**Problem**:
The answer must be an exact copy of all the data below.

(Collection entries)
'''
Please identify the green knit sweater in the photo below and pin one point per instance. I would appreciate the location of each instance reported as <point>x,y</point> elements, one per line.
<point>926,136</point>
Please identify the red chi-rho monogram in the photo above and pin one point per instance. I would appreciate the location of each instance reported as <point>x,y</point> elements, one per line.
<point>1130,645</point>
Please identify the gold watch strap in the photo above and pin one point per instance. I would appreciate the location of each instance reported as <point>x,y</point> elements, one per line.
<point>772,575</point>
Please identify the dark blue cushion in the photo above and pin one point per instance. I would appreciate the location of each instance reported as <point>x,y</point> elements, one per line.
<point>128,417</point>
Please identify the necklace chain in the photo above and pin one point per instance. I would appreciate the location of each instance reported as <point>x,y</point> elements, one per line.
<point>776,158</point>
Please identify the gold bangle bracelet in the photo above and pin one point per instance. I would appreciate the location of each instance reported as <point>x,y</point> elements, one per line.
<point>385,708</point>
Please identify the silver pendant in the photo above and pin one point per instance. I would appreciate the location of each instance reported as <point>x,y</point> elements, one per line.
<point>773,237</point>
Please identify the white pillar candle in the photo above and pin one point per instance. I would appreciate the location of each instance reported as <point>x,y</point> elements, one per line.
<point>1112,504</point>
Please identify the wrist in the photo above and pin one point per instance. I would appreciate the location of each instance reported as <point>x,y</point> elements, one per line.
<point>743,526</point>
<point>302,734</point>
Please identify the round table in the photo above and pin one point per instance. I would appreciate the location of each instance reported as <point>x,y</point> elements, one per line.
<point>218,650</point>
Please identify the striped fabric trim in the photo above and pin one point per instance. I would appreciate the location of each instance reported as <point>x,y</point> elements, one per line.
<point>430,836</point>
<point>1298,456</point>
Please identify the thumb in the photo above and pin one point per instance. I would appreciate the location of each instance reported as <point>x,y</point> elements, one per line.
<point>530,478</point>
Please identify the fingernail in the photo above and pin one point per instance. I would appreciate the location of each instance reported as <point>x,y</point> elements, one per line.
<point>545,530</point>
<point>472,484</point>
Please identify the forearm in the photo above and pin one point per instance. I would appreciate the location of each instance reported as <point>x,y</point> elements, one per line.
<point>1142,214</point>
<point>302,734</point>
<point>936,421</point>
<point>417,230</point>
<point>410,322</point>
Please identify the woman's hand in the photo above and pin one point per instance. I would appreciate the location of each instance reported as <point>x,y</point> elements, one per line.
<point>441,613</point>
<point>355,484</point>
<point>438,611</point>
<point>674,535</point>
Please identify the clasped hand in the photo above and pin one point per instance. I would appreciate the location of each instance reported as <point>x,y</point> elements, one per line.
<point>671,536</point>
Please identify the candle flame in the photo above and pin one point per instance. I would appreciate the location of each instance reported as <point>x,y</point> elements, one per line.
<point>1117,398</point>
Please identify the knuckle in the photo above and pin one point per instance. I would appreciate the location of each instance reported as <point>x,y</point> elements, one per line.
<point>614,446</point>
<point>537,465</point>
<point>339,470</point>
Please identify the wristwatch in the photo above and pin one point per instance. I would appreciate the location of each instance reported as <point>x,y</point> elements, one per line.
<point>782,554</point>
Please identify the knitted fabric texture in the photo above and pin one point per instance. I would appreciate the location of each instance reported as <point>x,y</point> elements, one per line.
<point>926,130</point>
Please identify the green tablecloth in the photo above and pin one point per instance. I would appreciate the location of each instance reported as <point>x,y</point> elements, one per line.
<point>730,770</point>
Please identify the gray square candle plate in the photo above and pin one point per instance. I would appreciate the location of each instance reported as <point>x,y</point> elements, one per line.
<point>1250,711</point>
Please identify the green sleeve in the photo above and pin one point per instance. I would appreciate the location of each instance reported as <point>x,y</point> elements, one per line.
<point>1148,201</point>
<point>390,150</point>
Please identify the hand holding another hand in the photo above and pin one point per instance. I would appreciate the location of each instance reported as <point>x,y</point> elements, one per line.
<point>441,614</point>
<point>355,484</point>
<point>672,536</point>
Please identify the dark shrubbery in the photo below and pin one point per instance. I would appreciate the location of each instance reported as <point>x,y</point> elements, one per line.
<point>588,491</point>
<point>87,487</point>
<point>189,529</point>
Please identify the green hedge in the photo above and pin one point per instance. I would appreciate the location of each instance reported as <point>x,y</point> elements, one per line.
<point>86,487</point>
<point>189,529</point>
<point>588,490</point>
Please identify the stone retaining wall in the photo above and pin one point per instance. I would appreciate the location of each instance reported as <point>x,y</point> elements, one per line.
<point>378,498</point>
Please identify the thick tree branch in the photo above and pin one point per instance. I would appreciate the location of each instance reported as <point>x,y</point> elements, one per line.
'''
**Answer for the task**:
Please identify the green knit sweater in the photo below and pin one point per instance. I would appreciate the location of each instance reported as <point>x,y</point> elements, one per line.
<point>926,136</point>
Please identify the red chi-rho monogram in the photo above and pin one point per instance. I would appreciate the location of each instance reported as <point>x,y</point> elements, one per line.
<point>1130,645</point>
Please identify the gold watch strap in the photo above and pin one point per instance. I would appreciate the location of each instance reported as <point>x,y</point> elements, one per line.
<point>772,575</point>
Please identify the dark blue cushion in the photo above and pin one point per instance. I would appreciate the location of each instance reported as <point>x,y</point> elements, one per line.
<point>128,417</point>
Please identify the necklace chain in the photo above and pin one point per instance. I would appreciate the location of each instance reported as <point>x,y</point> elements, one per line.
<point>776,158</point>
Please identify the gold bangle bracelet in the photo above and pin one point per instance. I would appreciate the location of each instance reported as <point>x,y</point> elements, one per line.
<point>385,708</point>
Please identify the silver pendant in the photo above and pin one point per instance. I would appreciate the location of each instance reported as <point>x,y</point> elements, one per line.
<point>773,237</point>
Please identify the white pillar candle in the photo above and pin one point per instance. I would appreciate the location of each instance reported as <point>x,y</point> elements, one per line.
<point>1112,504</point>
Please identify the wrist in the photo above and pin one point per instance. I would appreciate the location of each instance reported as <point>x,y</point> elements, one per line.
<point>743,526</point>
<point>302,734</point>
Please identify the round table in the photo above and pin one point per instance. I would appreciate the location of each instance reported as <point>x,y</point> elements, one per line.
<point>218,650</point>
Please identify the striped fabric trim in the photo above and pin one point per instance. I would appreciate the location of each instance reported as <point>x,y</point> elements, one per line.
<point>430,836</point>
<point>1298,456</point>
Please identify the thumb in the photo above and pin one point per instance. I would appreciate the location of each instance reported as <point>x,y</point> elements, one per line.
<point>530,478</point>
Please identify the fingernail in the photo above and pin one point per instance. I would appreciate the location of each instance reported as <point>x,y</point> elements, one per line.
<point>545,530</point>
<point>472,484</point>
Please identify the forearm in the photo above and pin one point per instance. I would appreciate the location of each instance reported as <point>x,y</point> elements, one per line.
<point>1142,214</point>
<point>302,734</point>
<point>936,421</point>
<point>417,230</point>
<point>410,322</point>
Please identify the woman's hand in the photo above and pin one point per instance. I would appreciate the location of each instance reported as <point>x,y</point> elements, one per line.
<point>441,613</point>
<point>355,484</point>
<point>438,611</point>
<point>674,535</point>
Please identify the clasped hand in the photo above and pin one point per instance. I would appreciate the location of each instance reported as <point>x,y</point> elements, one per line.
<point>671,536</point>
Please identify the candle flame in the photo above and pin one point per instance. I would appreciate the location of each instance reported as <point>x,y</point> elements, one per line.
<point>1117,398</point>
Please identify the knuckle in the photo above and pin one point per instance. I would appreciate the location of each instance reported as <point>x,y</point> elements, one per line.
<point>614,446</point>
<point>537,465</point>
<point>339,470</point>
Please identify the wristwatch in the photo above and pin one point per instance. I would appreciate the location of each instance reported as <point>x,y</point> elements, one per line.
<point>782,554</point>
Please identify the knitted fabric texture in the photo above and pin one point per instance. I would appreciate the location of each instance reported as <point>x,y</point> elements, one per line.
<point>926,130</point>
Please identify the green tablecloth in the photo above and pin one point per instance. I would appreciate the location of each instance reported as <point>x,y</point> elements, one per line.
<point>730,770</point>
Please identify the gray square candle plate in the photo above and pin one point per instance. I would appreciate the location of each instance reported as <point>x,y</point> elements, one per line.
<point>1250,711</point>
Please identify the green sleeve in the photo above and pin one point per instance. I would appreciate the location of each instance reported as <point>x,y</point> elements, one per line.
<point>1148,201</point>
<point>390,150</point>
Please identify the hand holding another hand in the photo above and pin one point per instance. I would appreciate the location of each instance reported as <point>x,y</point> elements, one per line.
<point>441,614</point>
<point>355,484</point>
<point>672,536</point>
Please identify the dark shrubbery in the photo below and pin one point per instance. I would appreciate the location of each instance reported as <point>x,y</point> elements, one per line.
<point>588,491</point>
<point>87,487</point>
<point>189,529</point>
Please identify the green hedge in the photo above and pin one point per instance. I would appreciate the location of each instance reported as <point>x,y</point> elements, one per line.
<point>86,487</point>
<point>189,529</point>
<point>588,490</point>
Please identify the stone retaining wall in the photo above and pin one point per instance. I would appreciate the location of each instance reported as <point>x,y</point> elements, one per line.
<point>378,498</point>
Please identify the thick tree branch in the photo above and pin one point per instance. I would appreciate the location of each instance reported as <point>x,y</point> elements, one per line.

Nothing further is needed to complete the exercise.